— Task instructions —
The required output is the line containing "Target = asphalt" through the final line of the material below, printed exactly, with no other lines.

____

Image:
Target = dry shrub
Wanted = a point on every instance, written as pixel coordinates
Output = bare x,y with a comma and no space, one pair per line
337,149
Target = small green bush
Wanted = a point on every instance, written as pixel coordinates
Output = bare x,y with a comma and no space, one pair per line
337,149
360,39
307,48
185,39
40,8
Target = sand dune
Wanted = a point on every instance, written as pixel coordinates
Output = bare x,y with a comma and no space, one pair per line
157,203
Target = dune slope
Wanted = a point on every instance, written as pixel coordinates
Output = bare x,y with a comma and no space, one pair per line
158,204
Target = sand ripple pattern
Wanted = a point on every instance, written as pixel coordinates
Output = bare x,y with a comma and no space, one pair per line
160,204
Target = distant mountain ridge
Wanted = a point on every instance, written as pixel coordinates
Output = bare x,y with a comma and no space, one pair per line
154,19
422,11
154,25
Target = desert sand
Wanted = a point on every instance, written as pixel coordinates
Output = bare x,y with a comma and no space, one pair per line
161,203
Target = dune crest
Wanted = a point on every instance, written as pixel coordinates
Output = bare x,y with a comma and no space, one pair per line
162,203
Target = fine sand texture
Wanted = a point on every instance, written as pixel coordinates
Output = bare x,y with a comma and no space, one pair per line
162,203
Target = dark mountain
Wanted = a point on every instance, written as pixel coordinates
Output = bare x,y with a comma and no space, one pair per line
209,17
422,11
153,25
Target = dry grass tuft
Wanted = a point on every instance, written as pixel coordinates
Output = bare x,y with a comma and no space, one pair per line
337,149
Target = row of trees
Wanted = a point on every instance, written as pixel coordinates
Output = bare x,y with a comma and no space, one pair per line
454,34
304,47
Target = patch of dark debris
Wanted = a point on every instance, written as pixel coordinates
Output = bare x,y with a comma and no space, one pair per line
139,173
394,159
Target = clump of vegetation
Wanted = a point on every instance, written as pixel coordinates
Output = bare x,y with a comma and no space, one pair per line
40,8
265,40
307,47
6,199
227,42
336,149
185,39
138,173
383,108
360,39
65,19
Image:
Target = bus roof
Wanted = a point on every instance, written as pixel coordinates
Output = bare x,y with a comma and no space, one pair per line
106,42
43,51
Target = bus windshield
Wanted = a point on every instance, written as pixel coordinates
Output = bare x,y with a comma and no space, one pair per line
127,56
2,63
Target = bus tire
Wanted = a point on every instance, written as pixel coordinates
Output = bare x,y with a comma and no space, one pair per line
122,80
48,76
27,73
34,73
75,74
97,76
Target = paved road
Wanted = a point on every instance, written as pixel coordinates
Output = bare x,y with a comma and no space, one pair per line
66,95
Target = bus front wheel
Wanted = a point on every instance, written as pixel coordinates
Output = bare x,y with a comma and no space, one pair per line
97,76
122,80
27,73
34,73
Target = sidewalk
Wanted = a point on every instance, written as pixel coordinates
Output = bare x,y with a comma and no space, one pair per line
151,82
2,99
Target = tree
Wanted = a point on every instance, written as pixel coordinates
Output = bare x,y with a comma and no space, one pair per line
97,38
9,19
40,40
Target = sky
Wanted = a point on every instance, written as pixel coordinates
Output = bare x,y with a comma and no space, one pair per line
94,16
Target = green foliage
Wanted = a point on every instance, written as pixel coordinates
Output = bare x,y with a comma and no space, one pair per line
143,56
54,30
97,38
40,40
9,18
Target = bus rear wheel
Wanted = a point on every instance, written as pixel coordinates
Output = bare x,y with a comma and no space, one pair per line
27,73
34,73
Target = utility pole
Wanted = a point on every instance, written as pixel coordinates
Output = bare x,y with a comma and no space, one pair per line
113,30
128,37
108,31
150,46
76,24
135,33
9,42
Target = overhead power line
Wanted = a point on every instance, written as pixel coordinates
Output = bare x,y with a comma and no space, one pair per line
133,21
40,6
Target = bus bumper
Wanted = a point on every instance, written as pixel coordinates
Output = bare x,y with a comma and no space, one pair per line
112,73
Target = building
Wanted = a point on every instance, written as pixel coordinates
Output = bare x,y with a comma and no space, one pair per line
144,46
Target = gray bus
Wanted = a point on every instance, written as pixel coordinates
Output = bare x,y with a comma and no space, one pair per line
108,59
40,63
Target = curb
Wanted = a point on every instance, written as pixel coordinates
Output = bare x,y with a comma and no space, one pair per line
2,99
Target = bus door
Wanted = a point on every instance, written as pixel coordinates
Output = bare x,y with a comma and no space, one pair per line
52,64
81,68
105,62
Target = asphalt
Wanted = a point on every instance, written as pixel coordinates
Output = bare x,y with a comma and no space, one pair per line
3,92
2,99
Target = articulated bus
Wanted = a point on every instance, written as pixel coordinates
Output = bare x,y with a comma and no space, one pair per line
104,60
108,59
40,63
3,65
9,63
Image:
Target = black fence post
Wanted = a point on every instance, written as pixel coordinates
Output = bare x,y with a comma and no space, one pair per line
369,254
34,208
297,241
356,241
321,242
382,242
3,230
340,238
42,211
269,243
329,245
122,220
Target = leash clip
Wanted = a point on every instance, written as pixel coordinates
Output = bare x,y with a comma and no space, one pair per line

____

— Exercise output —
Target = asphalt
Wanted = a point on every instance, written as pixel coordinates
Output = bare x,y with a comma and no space, one pair per line
3,92
2,99
Target = articulated bus
Wanted = a point on every instance, written as pixel coordinates
Output = bare x,y with a comma and no space, one pair per line
104,60
108,59
40,63
3,65
9,63
Image:
Target = black fence post
Wanted = a point on every instance, written as pixel coordinates
Output = bare x,y with a comma and no space, one pair per line
369,254
34,208
297,241
356,241
321,242
382,242
3,230
340,238
42,211
269,243
329,245
122,220
Target = leash clip
Wanted = a point on every instance, written as pixel coordinates
Output = bare x,y with a comma and no space, one pair per line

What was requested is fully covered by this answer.